3) Warum wurde der Impfstoff so rasch entwickelt und zugelassen? Nun, der Vorteil war, dass man hier nicht bei 0 angefangen hat. Man kannte die DNA-Sequenz vollständig, da an dem Virus ja auch geforscht wurde. Weiters hat man schon Erfahrungen mit anderen Coronaviren gesammelt und konnte auf dieses Wissen zurück greifen (quasi wie ein Mordfall, wo man schon von Beginn an einen geständigen Täter sowie ein psychiatrisches Gutachten hat). Weiters wurde weltweit alle Anstrengung unternommen, hier Impfstoffe zu entwickeln. Es gab nahezu unlimitierte Geldmittel für die Entwicklung, und die einzelnen Forschungsgruppen tauschten ihre Ergebnisse untereinander aus - so hatte zwar jeder seinen eigenen Ansatz (eben z.B. mRNA-Impfstoff, oder der Oxford-Impfstoff mit einem Hilfs-Virus), aber alle griffen immer wieder auf die selben Daten, Testergebnisse, Studien etc. zurück. Somit konnte in kürzerer Zeit viel breiter untersucht und getestet werden.

Bereitgestellte Angaben =>
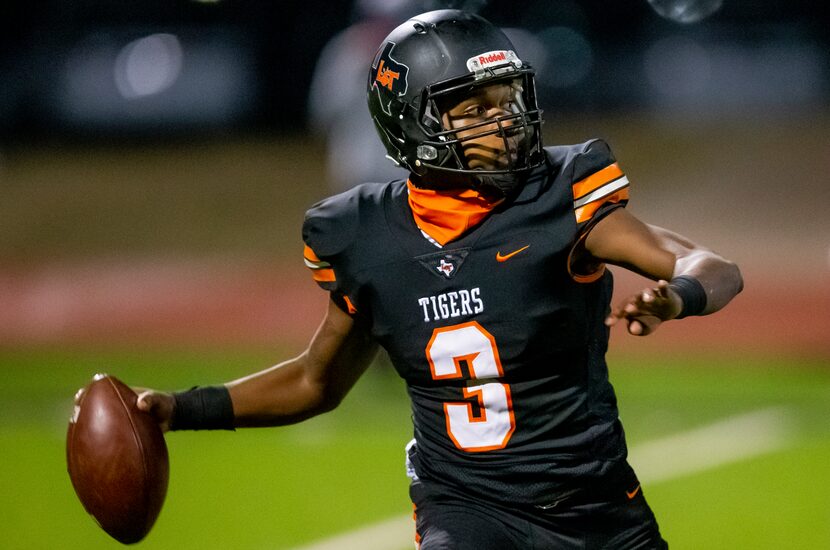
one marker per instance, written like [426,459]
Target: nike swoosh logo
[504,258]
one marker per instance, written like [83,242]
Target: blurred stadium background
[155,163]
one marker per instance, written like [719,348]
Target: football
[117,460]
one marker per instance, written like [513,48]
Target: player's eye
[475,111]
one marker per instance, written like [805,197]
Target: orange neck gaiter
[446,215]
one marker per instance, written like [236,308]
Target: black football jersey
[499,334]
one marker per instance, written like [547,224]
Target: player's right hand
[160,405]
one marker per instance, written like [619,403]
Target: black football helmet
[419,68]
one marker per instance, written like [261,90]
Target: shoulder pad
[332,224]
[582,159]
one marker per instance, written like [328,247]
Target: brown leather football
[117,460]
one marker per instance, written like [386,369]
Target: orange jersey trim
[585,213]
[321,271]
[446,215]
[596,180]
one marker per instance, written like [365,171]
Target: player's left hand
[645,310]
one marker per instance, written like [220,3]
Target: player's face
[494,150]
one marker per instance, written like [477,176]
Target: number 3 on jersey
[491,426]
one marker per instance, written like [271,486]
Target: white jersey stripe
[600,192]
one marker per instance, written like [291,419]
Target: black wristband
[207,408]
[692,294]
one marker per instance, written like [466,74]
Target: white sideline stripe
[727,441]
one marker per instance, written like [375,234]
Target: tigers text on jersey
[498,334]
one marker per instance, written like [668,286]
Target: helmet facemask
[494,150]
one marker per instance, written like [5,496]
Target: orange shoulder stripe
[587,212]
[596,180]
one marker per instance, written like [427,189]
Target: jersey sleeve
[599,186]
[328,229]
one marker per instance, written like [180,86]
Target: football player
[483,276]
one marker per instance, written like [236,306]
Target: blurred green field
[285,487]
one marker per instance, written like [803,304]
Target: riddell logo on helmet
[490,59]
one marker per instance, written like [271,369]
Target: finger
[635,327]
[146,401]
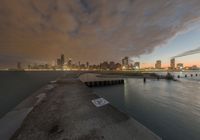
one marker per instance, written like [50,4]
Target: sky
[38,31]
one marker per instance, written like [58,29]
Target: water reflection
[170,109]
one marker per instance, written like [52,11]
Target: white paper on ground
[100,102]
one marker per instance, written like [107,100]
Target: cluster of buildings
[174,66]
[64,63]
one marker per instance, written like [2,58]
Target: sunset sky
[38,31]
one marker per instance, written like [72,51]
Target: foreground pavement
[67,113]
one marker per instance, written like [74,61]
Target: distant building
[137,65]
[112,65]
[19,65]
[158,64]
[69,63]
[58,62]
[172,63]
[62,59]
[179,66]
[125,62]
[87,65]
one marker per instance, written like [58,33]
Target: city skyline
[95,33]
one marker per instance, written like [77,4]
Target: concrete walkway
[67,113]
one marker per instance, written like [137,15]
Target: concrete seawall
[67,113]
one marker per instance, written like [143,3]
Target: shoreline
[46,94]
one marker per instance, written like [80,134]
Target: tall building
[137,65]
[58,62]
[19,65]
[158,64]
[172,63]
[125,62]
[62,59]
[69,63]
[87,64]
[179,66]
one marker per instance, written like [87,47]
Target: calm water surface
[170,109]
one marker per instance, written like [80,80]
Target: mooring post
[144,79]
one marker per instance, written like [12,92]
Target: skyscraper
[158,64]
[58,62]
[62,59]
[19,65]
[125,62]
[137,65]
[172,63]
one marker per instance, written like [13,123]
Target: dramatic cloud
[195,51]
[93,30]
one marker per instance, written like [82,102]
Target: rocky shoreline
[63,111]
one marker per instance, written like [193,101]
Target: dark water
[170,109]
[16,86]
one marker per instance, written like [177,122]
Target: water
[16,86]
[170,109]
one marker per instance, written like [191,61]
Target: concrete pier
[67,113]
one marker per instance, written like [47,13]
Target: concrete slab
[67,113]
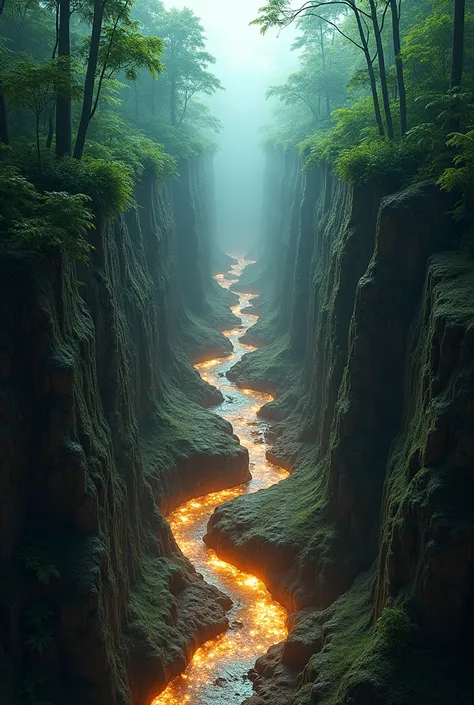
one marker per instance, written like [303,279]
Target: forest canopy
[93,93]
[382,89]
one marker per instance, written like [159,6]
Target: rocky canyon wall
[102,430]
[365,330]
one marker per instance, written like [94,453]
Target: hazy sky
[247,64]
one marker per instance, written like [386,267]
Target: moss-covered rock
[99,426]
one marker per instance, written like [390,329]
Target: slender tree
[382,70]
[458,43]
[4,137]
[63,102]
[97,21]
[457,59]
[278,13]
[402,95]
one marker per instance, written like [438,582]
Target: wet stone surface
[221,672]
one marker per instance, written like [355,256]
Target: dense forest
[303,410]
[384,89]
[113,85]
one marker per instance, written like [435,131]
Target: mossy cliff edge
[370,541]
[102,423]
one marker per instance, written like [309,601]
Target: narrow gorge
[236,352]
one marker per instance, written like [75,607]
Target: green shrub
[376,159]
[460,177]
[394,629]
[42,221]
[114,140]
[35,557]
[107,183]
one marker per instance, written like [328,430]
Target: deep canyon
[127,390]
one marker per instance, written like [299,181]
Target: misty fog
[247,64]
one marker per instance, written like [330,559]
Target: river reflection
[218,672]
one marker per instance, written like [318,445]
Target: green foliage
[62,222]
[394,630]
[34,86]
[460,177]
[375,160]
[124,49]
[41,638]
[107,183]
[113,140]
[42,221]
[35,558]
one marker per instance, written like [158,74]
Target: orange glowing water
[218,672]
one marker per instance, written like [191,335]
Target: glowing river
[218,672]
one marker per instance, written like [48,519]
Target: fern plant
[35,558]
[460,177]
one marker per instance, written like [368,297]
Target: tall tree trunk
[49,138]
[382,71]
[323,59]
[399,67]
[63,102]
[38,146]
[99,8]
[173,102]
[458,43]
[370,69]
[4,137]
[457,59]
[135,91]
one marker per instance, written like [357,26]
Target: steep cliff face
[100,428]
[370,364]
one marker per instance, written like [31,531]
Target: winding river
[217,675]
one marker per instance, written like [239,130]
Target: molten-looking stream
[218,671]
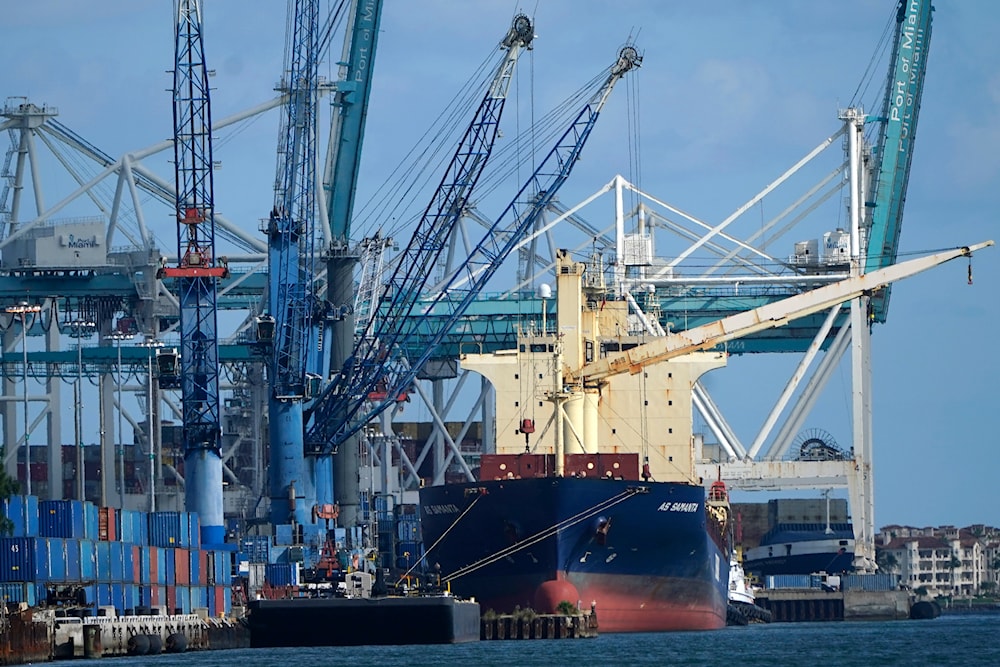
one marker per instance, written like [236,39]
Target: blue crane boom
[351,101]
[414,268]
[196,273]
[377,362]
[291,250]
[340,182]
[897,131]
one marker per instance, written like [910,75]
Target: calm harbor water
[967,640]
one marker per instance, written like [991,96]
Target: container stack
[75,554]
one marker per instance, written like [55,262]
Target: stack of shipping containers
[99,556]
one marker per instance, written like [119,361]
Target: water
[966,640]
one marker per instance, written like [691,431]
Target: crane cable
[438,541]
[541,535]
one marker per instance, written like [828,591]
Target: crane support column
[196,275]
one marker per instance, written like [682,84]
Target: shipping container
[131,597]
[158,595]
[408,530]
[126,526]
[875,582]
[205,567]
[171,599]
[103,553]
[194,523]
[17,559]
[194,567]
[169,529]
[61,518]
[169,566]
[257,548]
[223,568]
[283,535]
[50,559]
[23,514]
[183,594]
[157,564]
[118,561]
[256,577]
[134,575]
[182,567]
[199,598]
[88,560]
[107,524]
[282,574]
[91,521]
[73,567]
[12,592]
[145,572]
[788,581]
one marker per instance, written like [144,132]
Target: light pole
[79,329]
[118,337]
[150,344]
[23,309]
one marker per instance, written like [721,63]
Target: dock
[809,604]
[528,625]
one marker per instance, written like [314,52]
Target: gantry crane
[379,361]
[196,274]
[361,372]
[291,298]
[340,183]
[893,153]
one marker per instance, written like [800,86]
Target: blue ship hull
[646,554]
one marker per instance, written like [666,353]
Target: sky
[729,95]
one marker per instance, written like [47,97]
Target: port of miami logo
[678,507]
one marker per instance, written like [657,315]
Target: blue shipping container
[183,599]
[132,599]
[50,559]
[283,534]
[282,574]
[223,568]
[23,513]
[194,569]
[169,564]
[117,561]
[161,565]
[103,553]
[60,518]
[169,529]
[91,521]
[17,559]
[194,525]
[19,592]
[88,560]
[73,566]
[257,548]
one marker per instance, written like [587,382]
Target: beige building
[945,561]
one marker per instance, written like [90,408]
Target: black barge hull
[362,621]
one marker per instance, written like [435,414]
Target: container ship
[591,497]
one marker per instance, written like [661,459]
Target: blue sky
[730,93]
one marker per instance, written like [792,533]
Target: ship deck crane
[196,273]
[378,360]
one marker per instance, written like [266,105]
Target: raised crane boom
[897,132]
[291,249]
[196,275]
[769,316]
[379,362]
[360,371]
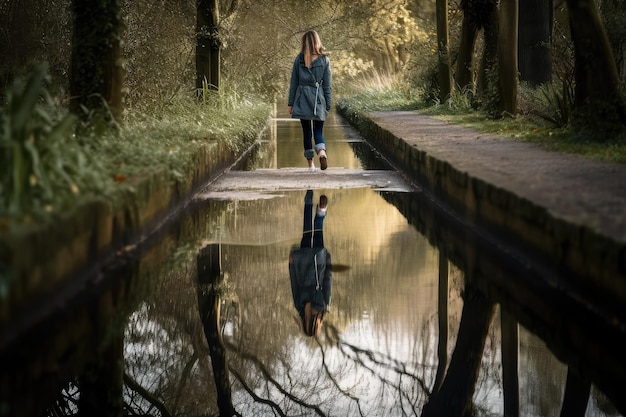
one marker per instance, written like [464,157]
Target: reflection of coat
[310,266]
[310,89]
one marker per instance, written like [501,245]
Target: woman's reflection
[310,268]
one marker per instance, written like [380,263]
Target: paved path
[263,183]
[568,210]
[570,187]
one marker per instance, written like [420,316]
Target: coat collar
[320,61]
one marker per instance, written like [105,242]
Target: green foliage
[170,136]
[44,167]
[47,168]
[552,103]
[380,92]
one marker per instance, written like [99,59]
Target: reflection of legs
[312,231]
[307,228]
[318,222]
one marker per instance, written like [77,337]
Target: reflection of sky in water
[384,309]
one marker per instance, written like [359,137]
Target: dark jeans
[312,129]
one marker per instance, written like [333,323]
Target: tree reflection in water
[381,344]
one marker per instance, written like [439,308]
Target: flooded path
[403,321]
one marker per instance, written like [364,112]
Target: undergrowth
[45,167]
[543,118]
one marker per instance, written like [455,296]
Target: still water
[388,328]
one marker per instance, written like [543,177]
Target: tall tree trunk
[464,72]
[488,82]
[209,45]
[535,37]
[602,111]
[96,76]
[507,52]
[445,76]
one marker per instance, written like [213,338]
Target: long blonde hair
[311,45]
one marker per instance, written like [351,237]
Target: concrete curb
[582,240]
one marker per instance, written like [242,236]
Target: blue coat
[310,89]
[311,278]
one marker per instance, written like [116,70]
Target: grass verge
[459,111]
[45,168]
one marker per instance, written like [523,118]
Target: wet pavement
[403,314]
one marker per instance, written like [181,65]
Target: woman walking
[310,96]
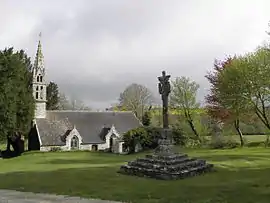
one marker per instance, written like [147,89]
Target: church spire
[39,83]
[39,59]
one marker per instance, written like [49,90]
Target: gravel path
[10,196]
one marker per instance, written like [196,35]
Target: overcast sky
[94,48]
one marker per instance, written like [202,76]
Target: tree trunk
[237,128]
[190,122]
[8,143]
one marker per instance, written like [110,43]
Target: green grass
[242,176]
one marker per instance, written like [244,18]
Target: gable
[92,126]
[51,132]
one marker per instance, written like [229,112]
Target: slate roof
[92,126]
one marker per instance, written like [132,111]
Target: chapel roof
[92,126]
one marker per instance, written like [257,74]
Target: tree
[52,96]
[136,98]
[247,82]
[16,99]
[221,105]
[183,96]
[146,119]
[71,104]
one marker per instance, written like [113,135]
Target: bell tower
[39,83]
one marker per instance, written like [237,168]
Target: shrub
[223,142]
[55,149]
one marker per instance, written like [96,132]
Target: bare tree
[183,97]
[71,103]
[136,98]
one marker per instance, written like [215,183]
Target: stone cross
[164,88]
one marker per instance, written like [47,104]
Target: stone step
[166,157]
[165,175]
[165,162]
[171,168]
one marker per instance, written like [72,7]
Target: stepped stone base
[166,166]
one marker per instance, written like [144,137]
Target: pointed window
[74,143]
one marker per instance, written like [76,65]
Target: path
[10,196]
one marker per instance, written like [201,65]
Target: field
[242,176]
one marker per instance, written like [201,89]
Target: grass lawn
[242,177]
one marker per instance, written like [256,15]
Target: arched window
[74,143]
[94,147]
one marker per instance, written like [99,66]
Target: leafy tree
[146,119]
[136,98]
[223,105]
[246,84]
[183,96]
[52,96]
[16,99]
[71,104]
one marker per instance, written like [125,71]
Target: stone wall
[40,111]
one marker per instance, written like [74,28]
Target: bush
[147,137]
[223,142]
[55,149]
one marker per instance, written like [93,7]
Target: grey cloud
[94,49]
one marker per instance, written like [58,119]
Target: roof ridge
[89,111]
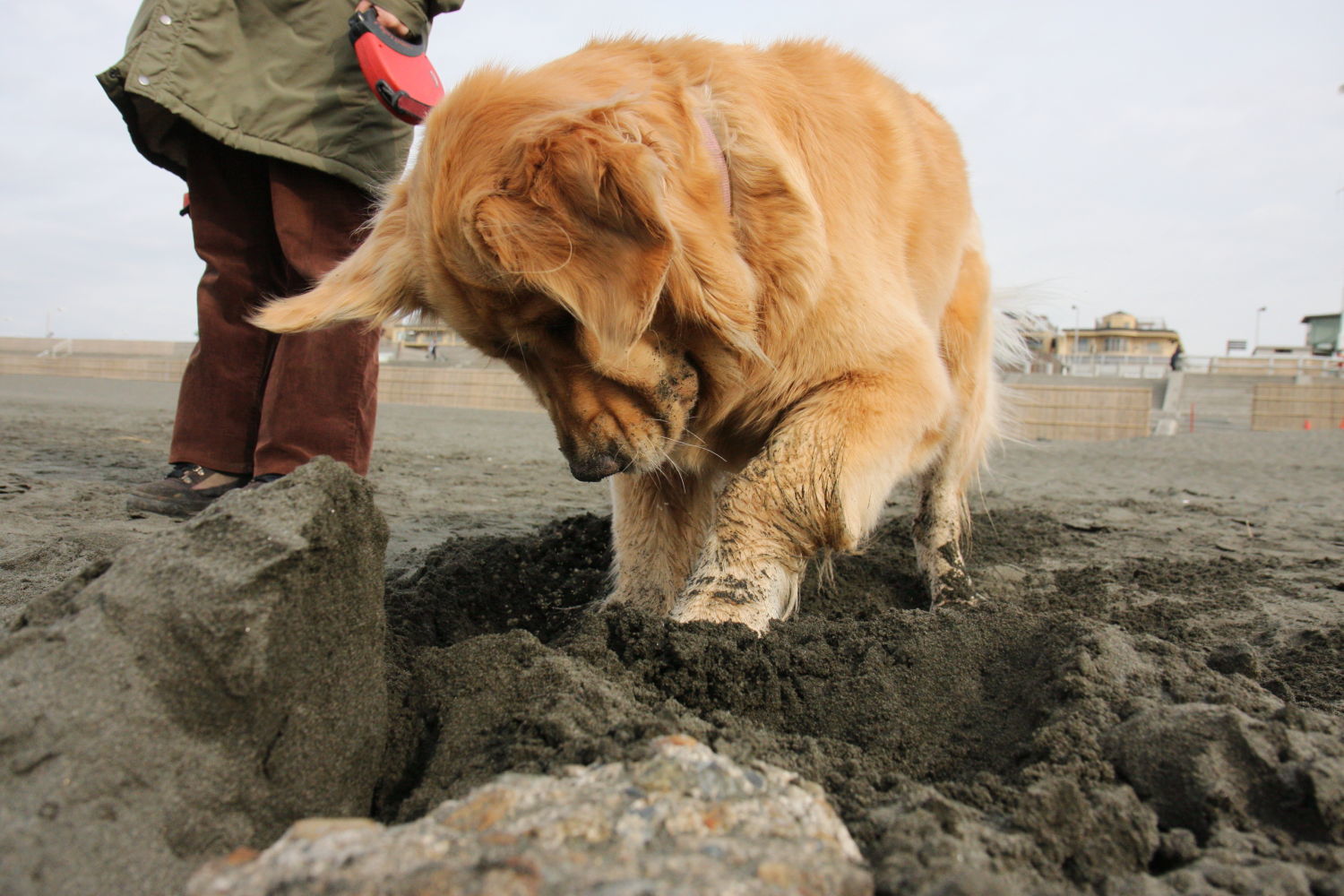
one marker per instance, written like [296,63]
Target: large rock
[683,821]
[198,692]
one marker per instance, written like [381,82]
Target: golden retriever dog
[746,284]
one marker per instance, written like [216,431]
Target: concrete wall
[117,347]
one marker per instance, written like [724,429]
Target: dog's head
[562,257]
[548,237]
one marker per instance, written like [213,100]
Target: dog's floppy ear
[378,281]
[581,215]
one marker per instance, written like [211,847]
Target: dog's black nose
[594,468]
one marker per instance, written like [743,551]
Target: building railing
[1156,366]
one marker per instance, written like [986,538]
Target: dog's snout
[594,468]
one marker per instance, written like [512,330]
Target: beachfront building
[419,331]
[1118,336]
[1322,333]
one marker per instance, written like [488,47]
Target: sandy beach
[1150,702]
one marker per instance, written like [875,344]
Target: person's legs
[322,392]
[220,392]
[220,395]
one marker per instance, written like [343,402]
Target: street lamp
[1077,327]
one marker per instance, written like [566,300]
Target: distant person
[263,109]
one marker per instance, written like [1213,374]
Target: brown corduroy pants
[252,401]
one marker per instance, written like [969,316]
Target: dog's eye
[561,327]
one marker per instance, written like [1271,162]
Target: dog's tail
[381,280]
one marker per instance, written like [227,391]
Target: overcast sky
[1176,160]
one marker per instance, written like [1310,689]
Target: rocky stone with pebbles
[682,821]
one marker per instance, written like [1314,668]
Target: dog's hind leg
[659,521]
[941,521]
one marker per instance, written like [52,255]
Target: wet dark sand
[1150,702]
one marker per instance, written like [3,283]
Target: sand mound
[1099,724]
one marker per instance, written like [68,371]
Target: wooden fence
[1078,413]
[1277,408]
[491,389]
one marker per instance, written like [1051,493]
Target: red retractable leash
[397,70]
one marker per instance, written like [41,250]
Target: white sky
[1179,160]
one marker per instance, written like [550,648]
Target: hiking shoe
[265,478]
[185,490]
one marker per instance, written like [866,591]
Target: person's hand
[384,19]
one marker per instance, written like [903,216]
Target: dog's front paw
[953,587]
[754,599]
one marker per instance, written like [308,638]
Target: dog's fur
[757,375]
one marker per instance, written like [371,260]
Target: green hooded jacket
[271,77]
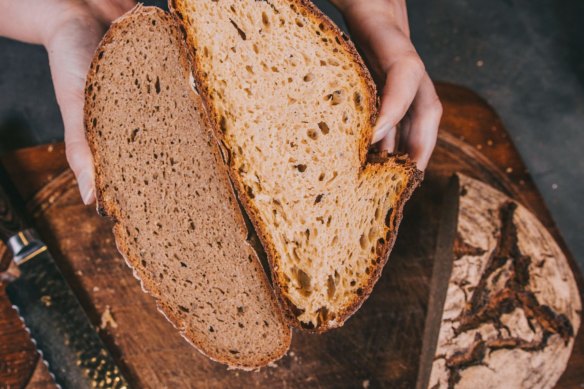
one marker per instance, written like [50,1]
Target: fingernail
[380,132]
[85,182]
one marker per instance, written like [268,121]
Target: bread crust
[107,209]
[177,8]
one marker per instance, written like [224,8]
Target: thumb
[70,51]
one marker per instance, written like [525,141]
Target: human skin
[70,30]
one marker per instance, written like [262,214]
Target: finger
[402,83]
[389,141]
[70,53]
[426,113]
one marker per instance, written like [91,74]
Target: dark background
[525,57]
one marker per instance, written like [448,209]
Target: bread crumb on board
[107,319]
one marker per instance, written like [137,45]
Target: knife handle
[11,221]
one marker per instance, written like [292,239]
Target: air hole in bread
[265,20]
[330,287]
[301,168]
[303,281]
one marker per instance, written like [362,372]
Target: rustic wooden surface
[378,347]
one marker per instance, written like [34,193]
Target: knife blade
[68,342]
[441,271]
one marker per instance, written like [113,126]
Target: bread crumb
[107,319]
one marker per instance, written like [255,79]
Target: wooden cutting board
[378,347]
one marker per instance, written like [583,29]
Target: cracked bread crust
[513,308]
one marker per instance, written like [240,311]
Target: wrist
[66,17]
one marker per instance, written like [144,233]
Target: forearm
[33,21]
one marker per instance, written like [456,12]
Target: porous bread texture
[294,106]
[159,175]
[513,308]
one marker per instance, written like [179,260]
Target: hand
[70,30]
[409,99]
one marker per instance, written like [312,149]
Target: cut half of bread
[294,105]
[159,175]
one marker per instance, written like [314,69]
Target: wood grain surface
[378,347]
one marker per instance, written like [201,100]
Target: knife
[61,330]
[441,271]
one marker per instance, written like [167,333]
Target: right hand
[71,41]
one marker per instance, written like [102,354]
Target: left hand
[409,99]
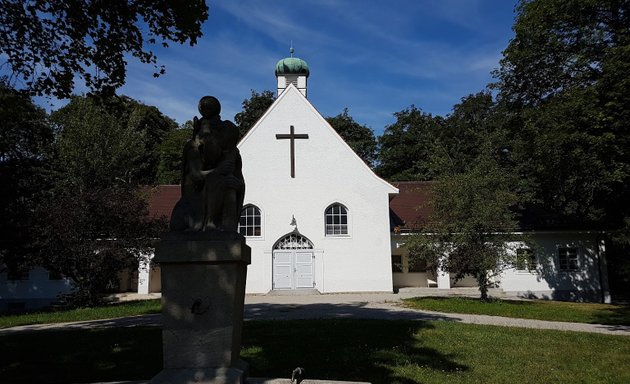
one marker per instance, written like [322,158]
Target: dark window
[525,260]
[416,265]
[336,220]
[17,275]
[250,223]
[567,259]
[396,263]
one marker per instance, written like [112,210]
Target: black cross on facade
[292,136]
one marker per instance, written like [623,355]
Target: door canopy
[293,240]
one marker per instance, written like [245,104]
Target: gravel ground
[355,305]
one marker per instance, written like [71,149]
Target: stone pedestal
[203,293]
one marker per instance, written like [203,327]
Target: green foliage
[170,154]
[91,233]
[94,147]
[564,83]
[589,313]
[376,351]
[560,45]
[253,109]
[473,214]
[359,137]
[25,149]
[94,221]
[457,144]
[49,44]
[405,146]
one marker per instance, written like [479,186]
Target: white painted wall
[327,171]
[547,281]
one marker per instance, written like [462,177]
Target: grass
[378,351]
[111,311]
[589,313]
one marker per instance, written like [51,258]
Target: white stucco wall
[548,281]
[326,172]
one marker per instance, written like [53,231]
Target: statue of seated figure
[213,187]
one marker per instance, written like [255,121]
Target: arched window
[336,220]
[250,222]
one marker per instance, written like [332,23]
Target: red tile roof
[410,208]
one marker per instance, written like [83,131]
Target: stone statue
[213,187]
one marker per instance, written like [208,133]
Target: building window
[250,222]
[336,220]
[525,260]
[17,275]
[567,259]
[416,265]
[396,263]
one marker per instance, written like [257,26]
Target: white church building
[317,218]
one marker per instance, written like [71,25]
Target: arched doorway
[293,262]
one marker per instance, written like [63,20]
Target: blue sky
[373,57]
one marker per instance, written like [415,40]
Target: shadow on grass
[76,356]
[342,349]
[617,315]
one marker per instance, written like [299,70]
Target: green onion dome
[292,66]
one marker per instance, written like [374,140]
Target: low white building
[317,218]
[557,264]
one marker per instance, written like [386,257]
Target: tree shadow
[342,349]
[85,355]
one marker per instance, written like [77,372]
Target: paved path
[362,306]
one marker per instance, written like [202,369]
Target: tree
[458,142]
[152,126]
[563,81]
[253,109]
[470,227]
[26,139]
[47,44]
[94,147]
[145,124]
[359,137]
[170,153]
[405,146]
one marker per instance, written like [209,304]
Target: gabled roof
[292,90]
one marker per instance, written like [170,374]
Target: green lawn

Aufgabenstellung =>
a. Prüfen Sie, ob die folgenden Aussagen mit dem Dokumentauszug übereinstimmen, und belegen Sie jede Antwort mit dem entscheidenden wörtlichen Zitat: (i) Bei der Entwicklung des Impfstoffs musste bei null begonnen werden. (ii) Die Forschungsgruppen tauschten ihre Ergebnisse untereinander aus. (iii) Für die Entwicklung standen nur begrenzte Geldmittel zur Verfügung.
b. Welcher Impfstoff kommt laut Dokumentauszug mit einem Hilfs-Virus aus?
c. Knüpfen Sie an den Dokumentauszug zur raschen Impfstoffentwicklung an und führen Sie ihn im Anschluss an seinen letzten Satz fort.

Antworten =>
a.
(i) Nein: „dass man hier nicht bei 0 angefangen hat“
(ii) Ja: „die einzelnen Forschungsgruppen tauschten ihre Ergebnisse untereinander aus“
(iii) Nein: „Es gab nahezu unlimitierte Geldmittel für die Entwicklung“

b. Der Oxford-Impfstoff.

c.
Und, zu guter Letzt - auch hier geht die digitale Entwicklung nicht spurlos vorüber - heutzutage können Rechenzentren Millionen von potentiellen Medikamenten, Impfstoffen etc. vorab berechnen und deren Wirkung simulieren - so kann man vorab schon viele Möglichkeiten ausschließen, in die früher Monate, wenn nicht sogar Jahre an Entwicklungsarbeit investiert wurden.
Das wäre so, wie wenn eine kosmische Bedrohung lauern würde und Europa, die USA, China, Indien und Russland ihre gesamte Rüstungs- und Raumfahrtindustrie bei unbeschränktem Budgetrahmen etwas entwickeln lassen würde - es wäre jedenfalls rascher geschehen als so mancher sich vorstellen kann...
Zu guter Letzt noch zu den ausstehenden Studien, die nachgereicht werden müssen: diese betreffen weniger mögliche Langzeitfolgen als vielmehr Studien z.B. zur Andauer der Schutzwirkung. Hier konnte man noch keine Erfahrungen sammeln, aber genau diese sind für einen anhaltenden Schutz wichtig.
4) letztlich ist es ein Abwiegen von Risiken - wie hoch ist die Wahrscheinlichkeit, an der Krankheit zu sterben? Wie hoch ist die Wahrscheinlichkeit für einen ernstzunehmenden Verlauf? Und wie hoch ist die Wahrscheinlichkeit auf ernste Komplikationen beim bzw. Infolge Impfen? Und hier geht die Entscheidung eigentlich klar pro Impfung aus.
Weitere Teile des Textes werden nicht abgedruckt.